(THINGS TO DO)
(a) Quote the passage of the Lee Grant interview starting at "Aside from being" and ending at "the same year.".
(b) According to the Lee Grant interview, in which film did Grant make her screen debut?

Voices from the Margins: Lee Grant interview

Lee Grant has lived a life. Cannes award-winner at 22. Blacklisted during the Communist witch hunts. An icon of 70s New Hollywood. A pioneering documentarian in the 80s. We discuss her extraordinary career ahead of her Glasgow Film Festival retrospective

Article by Jamie Dunn | 21 Feb 2023
  • Lee Grant

We’ve caught Lee Grant a little off guard. The Oscar-winning actor and documentarian was enjoying her morning coffee and raisin bread when she was reminded of this interview. “They called and said, ‘Oh, you have a thing on TV with Jamie in an hour.’ And I said, ‘What?’ So I hurried to get ready.” I start to explain she needn’t have gone to so much trouble, this is a print interview, but she cuts me off. “Listen. I'm an old actress. So just in case there’s any chance of this seeing the light of day, I’m not gonna come out here in my nightgown. A camera is on. So I’ve put on my street makeup and put a little pencil on my eyes, you know?”

Well you look great, I tell her. And she does! Well into her 90s now (her precise age is a closely guarded secret), she still exudes the sassy glamour she was famous for on screen. “What do you know,” she chuckles. “You’re just a kid.” 

Grant is speaking to us via Zoom from her flat in Manhattan’s Upper West Side, just a few blocks from 148th Street, where she was born and raised. It’s become her whole world since COVID struck. 

“We have been living in the midst of a serious illness," Grant says. "My husband, Joey, got COVID, and Phyllis [Grant's sister-in-law] thought she had COVID and ran herself to the infirmary yesterday. I mean, we are living in the most charming apartment in the world, and all our friends come here for dinner because my husband and Phyllis are Italians and they're great cooks. But our island is this apartment, and the fear of COVID is everywhere.”

This isn’t to say Grant is living in an ivory tower cut off from the world. Far from it. We’re speaking on the day following the Brazilian Congress attack, and she’s incredibly fired up about Bolsonaro and Trump, and events unfolding in Ukraine and Iran and Afghanistan. “I have a great life in this house, but being a documentary maker, and being a formally blacklisted actor, you know, my political sense is so sensitive. So I’m checked in with what's going on, it’s always on my mind.”

Aside from being a massive flirt and a political firebrand, there are many other reasons why one would want to speak with Lee Grant. Few Hollywood stars have gone on quite the rollercoaster that she has. As a screen actor, she exploded right out of the gates. In 1951, while in her early 20s, Grant made her screen debut with the delicious role playing a young shoplifter in William Wyler's Detective Story. The performance won her the Best Actress award at Cannes and an Oscar nomination for Best Supporting Actress. But then it all fell apart when she gave a speech at the memorial service for actor J. Edward Bromberg the same year.

(DATA EXTRACT)
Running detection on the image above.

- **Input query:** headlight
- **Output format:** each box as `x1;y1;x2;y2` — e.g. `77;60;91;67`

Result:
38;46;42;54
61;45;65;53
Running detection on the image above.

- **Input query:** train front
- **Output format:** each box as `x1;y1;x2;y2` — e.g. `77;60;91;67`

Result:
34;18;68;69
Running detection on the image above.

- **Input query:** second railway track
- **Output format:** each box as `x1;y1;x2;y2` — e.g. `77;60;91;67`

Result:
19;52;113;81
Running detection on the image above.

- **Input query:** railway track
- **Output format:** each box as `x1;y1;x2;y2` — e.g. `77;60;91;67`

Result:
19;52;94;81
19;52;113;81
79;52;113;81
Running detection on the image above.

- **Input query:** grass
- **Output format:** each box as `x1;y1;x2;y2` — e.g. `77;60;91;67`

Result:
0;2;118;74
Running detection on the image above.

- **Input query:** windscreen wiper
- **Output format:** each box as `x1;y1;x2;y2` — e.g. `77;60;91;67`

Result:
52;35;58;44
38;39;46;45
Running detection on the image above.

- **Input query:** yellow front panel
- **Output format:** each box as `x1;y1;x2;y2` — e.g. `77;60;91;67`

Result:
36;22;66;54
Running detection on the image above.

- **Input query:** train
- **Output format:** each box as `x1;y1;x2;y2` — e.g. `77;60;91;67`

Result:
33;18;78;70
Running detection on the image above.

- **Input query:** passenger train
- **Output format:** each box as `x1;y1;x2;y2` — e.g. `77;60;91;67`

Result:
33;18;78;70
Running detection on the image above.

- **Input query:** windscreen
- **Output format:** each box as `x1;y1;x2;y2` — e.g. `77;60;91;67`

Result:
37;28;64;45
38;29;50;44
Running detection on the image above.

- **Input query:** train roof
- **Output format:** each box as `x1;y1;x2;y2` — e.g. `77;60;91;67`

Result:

(RESPONSE LIST)
(a)
Aside from being a massive flirt and a political firebrand, there are many other reasons why one would want to speak with Lee Grant. Few Hollywood stars have gone on quite the rollercoaster that she has. As a screen actor, she exploded right out of the gates. In 1951, while in her early 20s, Grant made her screen debut with the delicious role playing a young shoplifter in William Wyler's Detective Story. The performance won her the Best Actress award at Cannes and an Oscar nomination for Best Supporting Actress. But then it all fell apart when she gave a speech at the memorial service for actor J. Edward Bromberg the same year.

(b) William Wyler's Detective Story, in 1951.